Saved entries

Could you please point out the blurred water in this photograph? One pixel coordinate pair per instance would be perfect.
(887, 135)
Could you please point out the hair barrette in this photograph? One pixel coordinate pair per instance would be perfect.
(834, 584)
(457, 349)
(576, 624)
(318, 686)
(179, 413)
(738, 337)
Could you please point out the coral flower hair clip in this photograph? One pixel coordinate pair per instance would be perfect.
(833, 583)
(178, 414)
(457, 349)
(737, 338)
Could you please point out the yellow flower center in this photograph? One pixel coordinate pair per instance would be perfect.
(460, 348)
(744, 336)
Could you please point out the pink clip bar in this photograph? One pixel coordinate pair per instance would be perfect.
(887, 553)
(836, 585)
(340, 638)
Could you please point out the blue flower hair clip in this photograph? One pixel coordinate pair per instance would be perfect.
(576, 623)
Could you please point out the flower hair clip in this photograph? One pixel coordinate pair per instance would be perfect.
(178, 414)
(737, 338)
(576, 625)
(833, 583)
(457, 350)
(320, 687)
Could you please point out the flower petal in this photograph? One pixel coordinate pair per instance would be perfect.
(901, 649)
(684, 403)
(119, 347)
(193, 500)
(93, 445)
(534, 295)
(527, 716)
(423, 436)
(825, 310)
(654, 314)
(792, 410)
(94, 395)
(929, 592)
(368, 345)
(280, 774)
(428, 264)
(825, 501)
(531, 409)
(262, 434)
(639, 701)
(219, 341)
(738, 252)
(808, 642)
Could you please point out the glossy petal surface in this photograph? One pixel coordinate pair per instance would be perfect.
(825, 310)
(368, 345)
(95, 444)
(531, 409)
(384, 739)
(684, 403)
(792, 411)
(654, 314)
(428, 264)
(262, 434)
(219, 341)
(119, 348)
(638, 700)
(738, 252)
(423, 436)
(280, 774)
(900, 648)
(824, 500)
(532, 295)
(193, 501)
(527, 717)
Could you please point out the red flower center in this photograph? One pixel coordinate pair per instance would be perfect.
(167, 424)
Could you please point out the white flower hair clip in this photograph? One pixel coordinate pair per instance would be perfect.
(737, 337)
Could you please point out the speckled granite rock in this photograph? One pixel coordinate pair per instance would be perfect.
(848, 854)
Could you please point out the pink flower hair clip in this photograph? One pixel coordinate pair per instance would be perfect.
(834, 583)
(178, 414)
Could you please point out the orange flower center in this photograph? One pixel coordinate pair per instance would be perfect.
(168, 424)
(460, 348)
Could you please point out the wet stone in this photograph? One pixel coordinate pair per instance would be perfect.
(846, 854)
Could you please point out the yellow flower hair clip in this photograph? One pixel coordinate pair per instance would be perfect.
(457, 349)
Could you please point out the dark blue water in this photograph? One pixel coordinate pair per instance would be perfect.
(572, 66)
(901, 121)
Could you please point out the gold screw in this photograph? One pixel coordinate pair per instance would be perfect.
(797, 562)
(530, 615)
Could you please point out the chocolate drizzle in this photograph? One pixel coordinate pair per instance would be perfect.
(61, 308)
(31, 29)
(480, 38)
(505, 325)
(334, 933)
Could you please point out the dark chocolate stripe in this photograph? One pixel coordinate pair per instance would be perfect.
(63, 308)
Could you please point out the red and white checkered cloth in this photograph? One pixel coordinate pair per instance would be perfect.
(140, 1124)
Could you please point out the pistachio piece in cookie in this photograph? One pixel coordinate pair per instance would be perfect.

__DIRECTIONS__: None of the records may be left out; each is to be restated exactly.

__RESULT OF THE EXERCISE__:
Could you please point out the blurred water in this photograph? One pixel coordinate pair per instance would be perfect.
(887, 135)
Could you please point out the hair barrette in this photograph? One pixel coordinate pair per instance would be perfect.
(834, 584)
(457, 349)
(576, 624)
(318, 686)
(179, 413)
(738, 337)
Could you please point out the coral flower hair clip in this photograph? One pixel coordinate pair per instance would be perfect.
(833, 583)
(178, 414)
(457, 349)
(737, 338)
Could you please point out the yellow flower center in this photograph? One pixel coordinate pair per instance would be perfect.
(460, 348)
(744, 336)
Could you please point out the pink clip bar in this photograph? One pixel coordinate pair per instance would be perfect.
(887, 553)
(836, 585)
(340, 638)
Could you please point out the blue flower hair clip in this photograph? One pixel coordinate pair per instance would be perfect.
(576, 623)
Could you please point out the flower hair clip in this photograph? One pixel coordinate pair per instance would be perfect.
(178, 414)
(737, 338)
(576, 625)
(833, 583)
(457, 350)
(320, 687)
Could you please point out the flower petal in this photograph? One pixel coordinate pair per instance would be perfect.
(901, 649)
(684, 403)
(119, 347)
(193, 500)
(93, 445)
(534, 295)
(527, 716)
(423, 436)
(825, 310)
(654, 314)
(792, 410)
(94, 395)
(929, 592)
(368, 345)
(280, 774)
(428, 264)
(825, 501)
(531, 409)
(262, 434)
(639, 701)
(219, 341)
(738, 252)
(808, 642)
Could you please point out the glossy petal surface in this photograph? One pixel coordinate pair per instance would be perfect.
(825, 310)
(368, 345)
(95, 444)
(531, 409)
(384, 739)
(684, 403)
(792, 411)
(654, 314)
(428, 264)
(262, 434)
(219, 341)
(119, 348)
(638, 700)
(738, 252)
(423, 436)
(280, 774)
(900, 648)
(824, 500)
(532, 295)
(193, 501)
(527, 717)
Could you please point out the red flower center in this photograph? One pixel coordinate pair per instance would be perfect.
(167, 424)
Could you please point out the white flower hair clip in this photograph? One pixel coordinate pair per instance would be perfect.
(737, 337)
Could you please point out the speckled granite rock in this photograph? One pixel coordinate pair per instance would be perfect.
(848, 854)
Could you please point out the pink flower hair clip in this photograph? One pixel coordinate pair per instance would be perfect.
(834, 583)
(178, 414)
Could you please point out the orange flower center in this photograph? One pixel coordinate pair per instance would be perfect.
(168, 424)
(460, 348)
Could you please point out the wet stone in this photograph? One pixel coordinate pair per instance would be perfect.
(846, 854)
Could you please point out the yellow flower hair clip in this photograph? One pixel coordinate pair per instance would be perfect.
(457, 349)
Could you please point out the dark blue water in this photograph? One pixel coordinate pair per instance would be perfect.
(572, 66)
(901, 121)
Could you please point out the gold screw in this photograph? One pixel coordinate pair per instance would be perfect.
(797, 562)
(530, 615)
Could you please point out the chocolate drizzle in this photograph? One pixel coordinate pair per instance would be perfect.
(61, 308)
(31, 29)
(480, 38)
(505, 325)
(334, 933)
Could you please point out the dark chocolate stripe in this photograph? One pixel coordinate pair per instance would be perfect.
(63, 308)
Could you please point out the red and white checkered cloth in this photograph? One pixel coordinate pair per instance would be perfect.
(140, 1124)
Could you please point out the pistachio piece in cookie in this photograph? One pixel coordinate pair per instance would be perfect.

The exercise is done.